Stated task A »
Decide whether each statement below, (i) to (iii), agrees with the cultural education text. Answer yes or no for each, quoting the words of the text that settle it.
(i) The Society holds that cultural education should take place only in the classroom.
(ii) Outside the English Baccalaureate, roughly 40% of curriculum time remains for other subjects.
(iii) The Museums, Libraries and Archives Council has closed.
Stated task B »
From the cultural education text, print the passage starting at "Opportunities should be" and ending at "or international importance.".
** START OF Page excerpt **
The Royal Geographical Society (with IBG) recognises that the creative arts – such as music, art, drama and design – lie at the heart of cultural education. However, we would strongly argue for a broad understanding of cultural education, which enables young people to:

  • experience and understand a variety of different cultural values and traditions

  • explore the cultural, historical and geographical dimension of life in Britain and the wider world and how and why it is changing

  • become connected with other places, experiences and environments beyond their immediate experience

Cultural education should take place in the classroom and beyond; through performance, visits to exhibitions, collections and museums, and first hand experiences of the natural and built environment.

 

What is the value of cultural education and how do you value?

Cultural education, alongside other areas of the curriculum (particularly English, geography and history), helps young people to explore our past, present and future. It provides opportunities to encounter different perspectives, explore personal responses to them, and provides opportunities for young people to demonstrate their learning through performance and exhibitions.

 

What should be experienced at each Key Stage?

School should be encouraged to make greater use of the statutory entitlement within geography across KS1, 2 and 3 to engage pupils with Britain’s natural and built environments. There should be opportunities within these experiences for young people to both develop their geographical knowledge, understanding and skills and also to provide creative responses, such as through the visual arts, to the places they visit on fieldwork, for example.

 

What is it that works best about the way cultural education is currently delivered?

Opportunities should be provided to recognise school’s good work in this area, and alongside the Artsmark, is a scheme which focuses on work beyond the classroom door – the Learning Outside the Classroom awards scheme.

 

If there was a blank sheet of paper, what would be your view of the idea funding and delivery structure for cultural education?

The development of the museums and libraries functions within the Arts Council (following the closure of the Museums, Libraries and Archives Council) provides the opportunity to provide further strategic integration of support for cultural education across the arts and heritage.

The Society would welcome all schools aspiring for a cultural education for their pupils that included, among other things, visits to and engagement with:

  • a school’s local museum and also with iconic museums and collections of national or international importance.

  • a variety of different British places that contrast with their home area and that demonstrate the beauty and distinctiveness of the natural and built environment and the diversity and creativity of our communities.

 

Any other comments?

The Society welcomes the English Baccalaureate which identifies pupils achievement at A* to C at GCSE across English, mathematics, the sciences, a language and geography or history.

We note that outside the English Baccalaureate there is still c40% of curriculum time available for pupils to study a wider range of other subjects including those, such as art, drama or music, that make a direct contribution to their cultural education. The Society believes that this provides an appropriate balance between the provision of a core academic curriculum at GCSE and the opportunity for pupils to study a broader range of subjects too.

The Society welcomes the assumption of the review that cultural education can take place both in and out of the classroom.

Cultural education in Britain has every opportunity to flourish given the quality and diversity of Britain’s natural and built landscape; our iconic cultural institutions, museum and archive collections; strategic support for and the excellence of our arts and heritage provision; and dynamism of our cultural economy.
** END OF Page excerpt **
** START OF Provided material **
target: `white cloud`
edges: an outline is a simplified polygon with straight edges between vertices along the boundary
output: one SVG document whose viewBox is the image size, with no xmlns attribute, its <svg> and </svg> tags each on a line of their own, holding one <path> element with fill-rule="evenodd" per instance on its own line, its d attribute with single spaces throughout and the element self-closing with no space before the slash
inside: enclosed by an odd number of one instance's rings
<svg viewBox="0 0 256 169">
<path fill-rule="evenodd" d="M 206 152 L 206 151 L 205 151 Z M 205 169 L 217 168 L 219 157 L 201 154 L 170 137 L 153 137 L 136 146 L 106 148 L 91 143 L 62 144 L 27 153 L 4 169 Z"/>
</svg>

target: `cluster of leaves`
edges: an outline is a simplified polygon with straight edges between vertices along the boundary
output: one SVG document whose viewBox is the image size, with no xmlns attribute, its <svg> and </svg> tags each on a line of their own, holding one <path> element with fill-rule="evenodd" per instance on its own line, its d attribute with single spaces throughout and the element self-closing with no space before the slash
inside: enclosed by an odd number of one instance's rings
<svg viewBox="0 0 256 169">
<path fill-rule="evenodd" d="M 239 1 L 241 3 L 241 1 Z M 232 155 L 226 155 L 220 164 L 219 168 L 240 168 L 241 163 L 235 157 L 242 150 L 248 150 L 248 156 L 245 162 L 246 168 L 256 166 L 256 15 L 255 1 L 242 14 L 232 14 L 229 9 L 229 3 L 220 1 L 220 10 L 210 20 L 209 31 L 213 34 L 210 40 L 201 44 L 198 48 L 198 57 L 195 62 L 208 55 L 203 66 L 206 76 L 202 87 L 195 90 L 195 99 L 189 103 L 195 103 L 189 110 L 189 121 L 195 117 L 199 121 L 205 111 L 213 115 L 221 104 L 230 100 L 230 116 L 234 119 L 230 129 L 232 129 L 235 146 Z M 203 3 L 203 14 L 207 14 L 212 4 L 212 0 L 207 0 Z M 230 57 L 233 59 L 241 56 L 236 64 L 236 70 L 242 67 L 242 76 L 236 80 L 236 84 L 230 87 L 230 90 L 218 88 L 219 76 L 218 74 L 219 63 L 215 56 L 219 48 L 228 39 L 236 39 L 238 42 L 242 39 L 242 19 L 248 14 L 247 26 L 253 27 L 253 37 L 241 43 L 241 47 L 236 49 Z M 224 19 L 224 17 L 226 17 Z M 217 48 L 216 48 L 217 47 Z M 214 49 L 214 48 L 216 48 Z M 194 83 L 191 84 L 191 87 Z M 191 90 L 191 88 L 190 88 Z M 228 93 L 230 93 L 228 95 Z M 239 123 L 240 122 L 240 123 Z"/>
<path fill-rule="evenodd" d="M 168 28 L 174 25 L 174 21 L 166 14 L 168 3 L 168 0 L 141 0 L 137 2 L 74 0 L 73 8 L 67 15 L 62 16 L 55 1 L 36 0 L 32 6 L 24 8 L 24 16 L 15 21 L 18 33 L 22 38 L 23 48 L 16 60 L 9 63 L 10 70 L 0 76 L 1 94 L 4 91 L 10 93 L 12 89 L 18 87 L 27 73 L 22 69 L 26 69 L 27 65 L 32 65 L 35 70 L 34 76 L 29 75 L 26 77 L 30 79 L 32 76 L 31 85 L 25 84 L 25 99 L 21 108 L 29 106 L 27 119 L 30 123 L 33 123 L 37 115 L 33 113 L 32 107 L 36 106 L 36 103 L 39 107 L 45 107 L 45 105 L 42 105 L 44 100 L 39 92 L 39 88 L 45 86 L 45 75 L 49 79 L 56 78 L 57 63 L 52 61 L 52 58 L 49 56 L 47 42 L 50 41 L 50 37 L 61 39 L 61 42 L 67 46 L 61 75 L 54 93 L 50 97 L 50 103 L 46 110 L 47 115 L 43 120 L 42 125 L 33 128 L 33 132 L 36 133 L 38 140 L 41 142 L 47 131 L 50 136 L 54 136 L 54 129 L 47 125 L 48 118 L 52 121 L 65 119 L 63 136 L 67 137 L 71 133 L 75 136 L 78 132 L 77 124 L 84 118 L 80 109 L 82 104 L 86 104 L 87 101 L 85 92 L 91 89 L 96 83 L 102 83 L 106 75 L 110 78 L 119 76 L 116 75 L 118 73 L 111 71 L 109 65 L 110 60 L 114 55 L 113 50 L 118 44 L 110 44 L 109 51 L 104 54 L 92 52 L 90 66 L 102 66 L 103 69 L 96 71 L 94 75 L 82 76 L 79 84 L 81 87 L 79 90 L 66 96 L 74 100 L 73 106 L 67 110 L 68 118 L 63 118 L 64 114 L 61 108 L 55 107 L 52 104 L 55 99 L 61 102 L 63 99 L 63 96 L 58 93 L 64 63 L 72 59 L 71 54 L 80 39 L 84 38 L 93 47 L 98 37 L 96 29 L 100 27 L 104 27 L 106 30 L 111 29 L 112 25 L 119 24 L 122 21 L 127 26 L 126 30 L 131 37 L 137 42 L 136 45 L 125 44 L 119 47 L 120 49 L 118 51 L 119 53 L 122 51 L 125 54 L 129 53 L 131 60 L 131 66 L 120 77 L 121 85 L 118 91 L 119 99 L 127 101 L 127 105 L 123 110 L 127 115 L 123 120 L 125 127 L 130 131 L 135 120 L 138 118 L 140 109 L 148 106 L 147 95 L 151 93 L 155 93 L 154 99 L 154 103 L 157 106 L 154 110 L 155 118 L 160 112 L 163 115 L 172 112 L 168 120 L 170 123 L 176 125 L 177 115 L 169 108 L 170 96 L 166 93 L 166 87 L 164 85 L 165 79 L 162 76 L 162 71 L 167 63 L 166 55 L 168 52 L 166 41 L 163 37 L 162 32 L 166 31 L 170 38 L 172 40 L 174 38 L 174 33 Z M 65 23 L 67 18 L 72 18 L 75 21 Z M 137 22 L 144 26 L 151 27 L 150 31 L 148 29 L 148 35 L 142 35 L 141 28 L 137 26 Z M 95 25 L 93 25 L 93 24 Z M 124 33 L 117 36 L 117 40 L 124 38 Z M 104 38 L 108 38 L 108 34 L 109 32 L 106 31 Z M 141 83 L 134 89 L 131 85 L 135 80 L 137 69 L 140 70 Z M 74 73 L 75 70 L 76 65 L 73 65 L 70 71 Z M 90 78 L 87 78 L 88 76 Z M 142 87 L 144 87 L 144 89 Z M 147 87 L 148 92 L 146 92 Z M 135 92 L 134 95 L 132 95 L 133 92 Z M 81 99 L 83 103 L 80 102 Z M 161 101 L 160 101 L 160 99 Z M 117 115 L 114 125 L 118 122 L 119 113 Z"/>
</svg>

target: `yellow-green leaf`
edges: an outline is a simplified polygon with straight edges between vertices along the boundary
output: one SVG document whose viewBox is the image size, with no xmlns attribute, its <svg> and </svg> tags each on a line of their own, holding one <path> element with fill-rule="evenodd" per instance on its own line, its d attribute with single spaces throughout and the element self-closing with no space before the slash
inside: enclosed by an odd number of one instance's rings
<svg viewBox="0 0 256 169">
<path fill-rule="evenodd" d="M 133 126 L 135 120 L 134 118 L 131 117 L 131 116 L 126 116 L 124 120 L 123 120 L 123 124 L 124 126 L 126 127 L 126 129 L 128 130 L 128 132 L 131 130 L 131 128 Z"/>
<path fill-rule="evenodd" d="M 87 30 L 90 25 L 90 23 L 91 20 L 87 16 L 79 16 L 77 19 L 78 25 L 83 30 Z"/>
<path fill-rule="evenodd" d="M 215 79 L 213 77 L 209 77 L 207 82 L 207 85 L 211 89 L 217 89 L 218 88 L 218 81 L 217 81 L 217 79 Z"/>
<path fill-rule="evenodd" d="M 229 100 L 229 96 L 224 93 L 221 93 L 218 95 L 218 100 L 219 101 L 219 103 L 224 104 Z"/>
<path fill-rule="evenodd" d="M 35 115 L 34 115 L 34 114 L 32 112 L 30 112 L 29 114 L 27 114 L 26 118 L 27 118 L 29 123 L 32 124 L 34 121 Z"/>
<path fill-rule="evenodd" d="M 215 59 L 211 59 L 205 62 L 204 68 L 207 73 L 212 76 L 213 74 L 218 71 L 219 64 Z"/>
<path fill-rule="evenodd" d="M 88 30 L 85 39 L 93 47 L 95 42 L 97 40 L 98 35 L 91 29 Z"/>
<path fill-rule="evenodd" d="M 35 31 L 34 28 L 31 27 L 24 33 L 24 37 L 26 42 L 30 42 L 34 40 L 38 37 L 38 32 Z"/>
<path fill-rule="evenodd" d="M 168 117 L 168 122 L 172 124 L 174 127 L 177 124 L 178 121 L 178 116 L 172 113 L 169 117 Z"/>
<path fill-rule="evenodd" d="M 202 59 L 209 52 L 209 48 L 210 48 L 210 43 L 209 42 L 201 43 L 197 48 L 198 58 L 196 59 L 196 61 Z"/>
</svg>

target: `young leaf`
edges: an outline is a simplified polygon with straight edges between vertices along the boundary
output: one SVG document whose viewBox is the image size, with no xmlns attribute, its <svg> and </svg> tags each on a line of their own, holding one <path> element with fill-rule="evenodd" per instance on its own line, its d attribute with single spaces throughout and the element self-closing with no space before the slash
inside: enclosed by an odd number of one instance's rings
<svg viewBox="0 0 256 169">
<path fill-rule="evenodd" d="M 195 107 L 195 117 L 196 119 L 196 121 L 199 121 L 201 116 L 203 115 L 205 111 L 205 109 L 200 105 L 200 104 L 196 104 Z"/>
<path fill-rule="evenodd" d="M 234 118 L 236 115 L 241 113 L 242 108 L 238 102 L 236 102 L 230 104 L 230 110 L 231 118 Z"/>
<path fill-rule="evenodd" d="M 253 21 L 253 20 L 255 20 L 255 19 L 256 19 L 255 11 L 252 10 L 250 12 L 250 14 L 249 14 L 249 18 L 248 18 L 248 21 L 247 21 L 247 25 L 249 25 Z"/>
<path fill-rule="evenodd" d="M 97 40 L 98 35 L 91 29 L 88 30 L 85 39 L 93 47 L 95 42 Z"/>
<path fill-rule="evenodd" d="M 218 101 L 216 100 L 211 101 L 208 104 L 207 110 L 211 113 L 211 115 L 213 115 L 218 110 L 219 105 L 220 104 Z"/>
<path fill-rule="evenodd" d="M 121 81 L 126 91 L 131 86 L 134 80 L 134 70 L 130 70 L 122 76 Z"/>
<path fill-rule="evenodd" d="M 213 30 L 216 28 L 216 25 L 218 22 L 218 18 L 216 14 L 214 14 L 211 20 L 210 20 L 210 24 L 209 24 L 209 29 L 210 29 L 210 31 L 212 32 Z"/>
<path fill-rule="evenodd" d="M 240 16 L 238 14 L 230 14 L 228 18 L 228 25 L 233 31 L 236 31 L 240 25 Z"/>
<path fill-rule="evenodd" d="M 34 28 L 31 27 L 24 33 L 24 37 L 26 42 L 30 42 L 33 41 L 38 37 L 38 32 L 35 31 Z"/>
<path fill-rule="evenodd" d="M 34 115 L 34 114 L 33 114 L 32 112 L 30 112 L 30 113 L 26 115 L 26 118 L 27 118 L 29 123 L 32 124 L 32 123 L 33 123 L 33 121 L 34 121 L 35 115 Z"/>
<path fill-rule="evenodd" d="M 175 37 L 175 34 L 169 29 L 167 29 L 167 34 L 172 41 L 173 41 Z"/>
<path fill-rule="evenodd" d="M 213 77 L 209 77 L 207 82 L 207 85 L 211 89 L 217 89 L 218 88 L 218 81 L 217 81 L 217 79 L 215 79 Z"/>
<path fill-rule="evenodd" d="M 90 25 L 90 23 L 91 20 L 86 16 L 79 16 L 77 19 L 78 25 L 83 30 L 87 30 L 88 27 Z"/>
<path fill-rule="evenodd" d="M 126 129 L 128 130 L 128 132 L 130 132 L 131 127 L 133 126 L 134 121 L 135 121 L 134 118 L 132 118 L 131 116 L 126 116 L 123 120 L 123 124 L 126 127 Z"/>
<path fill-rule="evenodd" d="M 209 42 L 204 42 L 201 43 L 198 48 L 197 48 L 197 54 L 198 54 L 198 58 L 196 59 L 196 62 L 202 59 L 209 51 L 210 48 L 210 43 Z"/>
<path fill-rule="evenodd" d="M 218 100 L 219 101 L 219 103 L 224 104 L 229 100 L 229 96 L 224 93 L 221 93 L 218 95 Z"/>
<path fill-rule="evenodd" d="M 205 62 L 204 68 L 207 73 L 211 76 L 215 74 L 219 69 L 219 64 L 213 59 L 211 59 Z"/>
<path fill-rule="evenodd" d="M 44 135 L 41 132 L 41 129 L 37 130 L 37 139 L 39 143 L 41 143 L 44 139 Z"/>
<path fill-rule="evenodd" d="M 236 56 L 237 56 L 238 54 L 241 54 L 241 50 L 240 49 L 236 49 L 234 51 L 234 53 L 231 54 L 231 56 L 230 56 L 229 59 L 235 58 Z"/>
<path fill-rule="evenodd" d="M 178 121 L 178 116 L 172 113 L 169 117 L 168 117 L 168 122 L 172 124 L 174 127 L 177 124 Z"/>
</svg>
** END OF Provided material **
Finished answer A »
(i) No: "Cultural education should take place in the classroom and beyond"
(ii) Yes: "outside the English Baccalaureate there is still c40% of curriculum time available"
(iii) Yes: "following the closure of the Museums, Libraries and Archives Council"

Finished answer B »
Opportunities should be provided to recognise school’s good work in this area, and alongside the Artsmark, is a scheme which focuses on work beyond the classroom door – the Learning Outside the Classroom awards scheme.

 

If there was a blank sheet of paper, what would be your view of the idea funding and delivery structure for cultural education?

The development of the museums and libraries functions within the Arts Council (following the closure of the Museums, Libraries and Archives Council) provides the opportunity to provide further strategic integration of support for cultural education across the arts and heritage.

The Society would welcome all schools aspiring for a cultural education for their pupils that included, among other things, visits to and engagement with:

  • a school’s local museum and also with iconic museums and collections of national or international importance.